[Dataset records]
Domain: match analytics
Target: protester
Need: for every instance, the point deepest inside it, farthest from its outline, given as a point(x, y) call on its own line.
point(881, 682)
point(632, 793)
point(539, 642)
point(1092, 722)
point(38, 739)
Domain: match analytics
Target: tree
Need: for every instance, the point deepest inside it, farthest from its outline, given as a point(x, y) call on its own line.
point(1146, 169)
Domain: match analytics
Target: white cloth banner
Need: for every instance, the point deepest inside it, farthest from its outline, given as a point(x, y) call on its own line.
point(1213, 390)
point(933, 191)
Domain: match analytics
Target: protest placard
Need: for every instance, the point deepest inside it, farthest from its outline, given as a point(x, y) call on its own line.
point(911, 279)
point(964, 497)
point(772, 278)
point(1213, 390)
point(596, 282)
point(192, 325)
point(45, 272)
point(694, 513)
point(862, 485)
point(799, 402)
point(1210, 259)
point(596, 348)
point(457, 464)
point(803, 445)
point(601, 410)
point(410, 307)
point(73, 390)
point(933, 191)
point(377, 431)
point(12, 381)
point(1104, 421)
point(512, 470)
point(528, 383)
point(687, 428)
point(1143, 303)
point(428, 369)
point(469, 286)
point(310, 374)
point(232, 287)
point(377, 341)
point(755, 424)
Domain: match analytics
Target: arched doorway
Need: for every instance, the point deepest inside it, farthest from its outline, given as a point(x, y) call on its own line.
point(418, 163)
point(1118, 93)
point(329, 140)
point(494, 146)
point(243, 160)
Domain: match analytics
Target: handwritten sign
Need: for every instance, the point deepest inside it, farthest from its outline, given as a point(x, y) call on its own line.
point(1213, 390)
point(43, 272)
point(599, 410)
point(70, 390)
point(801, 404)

▶ [Brief]
Return each line of the records above exactly as it reads.

▶ [Result]
Domain: match analytics
Target: protester
Need: for every instance, the point deepest inside it, farthest from its outline, given as a point(x, y) call on its own line.
point(881, 682)
point(632, 793)
point(539, 642)
point(1092, 722)
point(38, 739)
Domain: match analytics
Target: tree
Need: for every instance, the point deepest inside it, farthest from its outline, given as a point(x, y) call on its own line.
point(1146, 169)
Domain: match analytics
Target: white cloth banner
Need: for every instance, the point deepest inside it, farthest from its outline, given as a point(x, y) call on its own line.
point(1213, 390)
point(933, 191)
Domain: match analytics
Target: protest placard
Need: for every instance, the point deepest inside it, farthest from its outline, given as a point(x, y) call on its own line.
point(911, 279)
point(964, 497)
point(772, 278)
point(1213, 390)
point(596, 282)
point(192, 325)
point(45, 272)
point(694, 513)
point(862, 485)
point(799, 402)
point(1210, 259)
point(596, 348)
point(457, 464)
point(803, 445)
point(601, 410)
point(410, 307)
point(73, 390)
point(933, 191)
point(377, 431)
point(12, 381)
point(1104, 421)
point(512, 470)
point(528, 383)
point(687, 428)
point(1143, 303)
point(428, 369)
point(469, 286)
point(310, 374)
point(232, 287)
point(377, 341)
point(755, 424)
Domain: match analytics
Target: arched doorway
Need: for every instance, the point deepest inside it, farthest from its outline, given as a point(x, y) call on its own line.
point(418, 163)
point(1118, 93)
point(329, 140)
point(494, 146)
point(243, 160)
Domain: match analytics
Target: handwritten sign
Need: for every instance, the point deepest inside it, farthest from its outline, given as a point(x, y) call on its own line.
point(1213, 390)
point(43, 272)
point(599, 410)
point(70, 390)
point(801, 404)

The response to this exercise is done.